Word for word, reproduce the records that follow.

====== Source data ======

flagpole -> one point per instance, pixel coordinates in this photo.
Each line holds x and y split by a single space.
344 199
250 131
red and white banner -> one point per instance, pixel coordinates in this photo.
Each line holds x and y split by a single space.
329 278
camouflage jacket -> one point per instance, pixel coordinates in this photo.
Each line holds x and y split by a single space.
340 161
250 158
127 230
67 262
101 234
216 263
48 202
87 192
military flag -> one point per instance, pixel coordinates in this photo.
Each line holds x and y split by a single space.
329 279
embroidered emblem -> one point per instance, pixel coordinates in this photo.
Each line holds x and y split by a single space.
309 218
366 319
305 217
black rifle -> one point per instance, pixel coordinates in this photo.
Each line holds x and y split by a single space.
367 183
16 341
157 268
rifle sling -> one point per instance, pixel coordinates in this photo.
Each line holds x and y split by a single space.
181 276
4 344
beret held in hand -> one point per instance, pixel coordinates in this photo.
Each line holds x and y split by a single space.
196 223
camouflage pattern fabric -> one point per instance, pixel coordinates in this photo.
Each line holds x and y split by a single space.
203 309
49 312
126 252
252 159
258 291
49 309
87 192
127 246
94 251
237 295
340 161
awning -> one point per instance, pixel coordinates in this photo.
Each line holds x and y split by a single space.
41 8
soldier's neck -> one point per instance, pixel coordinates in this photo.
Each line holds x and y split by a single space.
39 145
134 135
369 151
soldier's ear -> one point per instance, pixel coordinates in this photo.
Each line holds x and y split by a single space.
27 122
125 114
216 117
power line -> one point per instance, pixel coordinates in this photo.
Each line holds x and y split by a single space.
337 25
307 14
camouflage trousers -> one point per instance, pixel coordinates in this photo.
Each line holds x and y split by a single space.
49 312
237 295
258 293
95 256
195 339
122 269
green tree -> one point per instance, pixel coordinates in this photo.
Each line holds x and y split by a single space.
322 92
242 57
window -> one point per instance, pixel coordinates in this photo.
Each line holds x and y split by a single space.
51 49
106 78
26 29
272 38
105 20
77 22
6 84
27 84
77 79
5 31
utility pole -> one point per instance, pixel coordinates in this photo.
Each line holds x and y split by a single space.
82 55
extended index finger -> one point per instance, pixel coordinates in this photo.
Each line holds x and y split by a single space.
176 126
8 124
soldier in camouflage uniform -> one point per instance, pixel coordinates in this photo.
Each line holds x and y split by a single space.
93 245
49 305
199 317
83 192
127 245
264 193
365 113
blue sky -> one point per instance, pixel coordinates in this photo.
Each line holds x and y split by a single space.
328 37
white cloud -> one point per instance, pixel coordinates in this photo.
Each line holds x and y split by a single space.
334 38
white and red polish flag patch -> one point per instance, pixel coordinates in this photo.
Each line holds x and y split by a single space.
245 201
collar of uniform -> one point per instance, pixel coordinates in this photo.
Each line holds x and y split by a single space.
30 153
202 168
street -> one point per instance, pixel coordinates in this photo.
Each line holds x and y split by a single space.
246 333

======

[Response area]
flagpole -> one point per instance, pixel coordinates in this photo.
Each line holds x and y split by a single space.
344 199
250 131
red and white banner -> one point per instance, pixel coordinates in this photo.
Each line holds x and y split by a single space.
329 278
camouflage jacket -> one point per instance, pixel coordinates in this photo.
Each line holds x and y split by a single space.
340 161
250 158
127 230
67 262
101 234
216 263
48 202
87 192
military flag -> one point per instance, pixel coordinates in this photo.
Each line holds x and y split by a single space.
329 279
embroidered emblem -> one point per instance, pixel coordinates in this photo.
Each line holds x and y split by a single space.
309 218
366 319
305 217
black rifle -> one point per instance, pixel coordinates in this photo.
Each line holds x and y split by a single space.
367 183
16 341
157 268
rifle sling -> one point per instance, pixel coordinates in this photo.
Each line holds x and y split by a single space.
181 276
4 344
beret held in hand -> one point per instance, pixel coordinates in this photo.
Each line holds x and y split by a single space.
196 223
camouflage pattern fabric -> one point per instance, pixel coordinates in this photo.
Each line holds x and y split by a single space.
203 309
49 312
126 252
252 159
258 291
49 309
87 192
127 246
94 251
237 295
340 161
awning -> one point per instance, pixel coordinates in this photo.
Each line holds x and y split by a single space.
41 8
soldier's neck -> one point per instance, pixel coordinates in this photo.
Each line holds x and y split by a single space.
39 145
134 135
369 151
soldier's ear -> one point per instance, pixel coordinates in this photo.
Each line holds x and y split by a single space.
27 122
125 114
216 117
power line -> one point per instance, pixel coordinates in this photo.
Each line holds x and y split by a single space.
337 25
307 14
camouflage trousers -> one point per instance, pixel coordinates in this photo.
Each line holds x and y split by a single space.
49 312
237 295
258 293
95 256
195 339
122 269
green tree -> one point per instance, pixel coordinates in this photo.
Each line holds x and y split by a single space.
322 92
242 57
window -> one point per instance, pixel coordinates in this photo.
Each line holds x and y split by a single space.
51 49
106 78
26 29
272 38
105 20
77 22
6 84
27 84
77 79
5 31
utility pole -> one point per instance, pixel coordinates in this photo.
Each line holds x and y split by a single space.
82 55
extended index finger -> one point per instance, pixel coordinates in this photo.
Each line holds x and y split by a single space.
176 126
8 124
soldier in camouflage uniform -> one point per instance, pixel coordinates in this photo.
Each line holds x and y split by a single space.
93 245
49 305
199 317
83 192
127 245
264 193
365 113
blue sky -> one point per instance, pixel coordinates in this photo.
Each line holds x and y split by a single space.
328 37
white cloud -> one point per instance, pixel coordinates in this photo.
Each line holds x and y split by a single space.
334 38
white and red polish flag patch -> one point per instance, pixel coordinates in this photo.
Each line holds x and y split by a single space.
245 201
collar of uniform -> one point per instance, pixel coordinates in this photo.
Each line holds x and y split by a single space.
30 153
202 168
street -> one point per instance, pixel coordinates in this photo.
Each line holds x and y split by a single space.
246 333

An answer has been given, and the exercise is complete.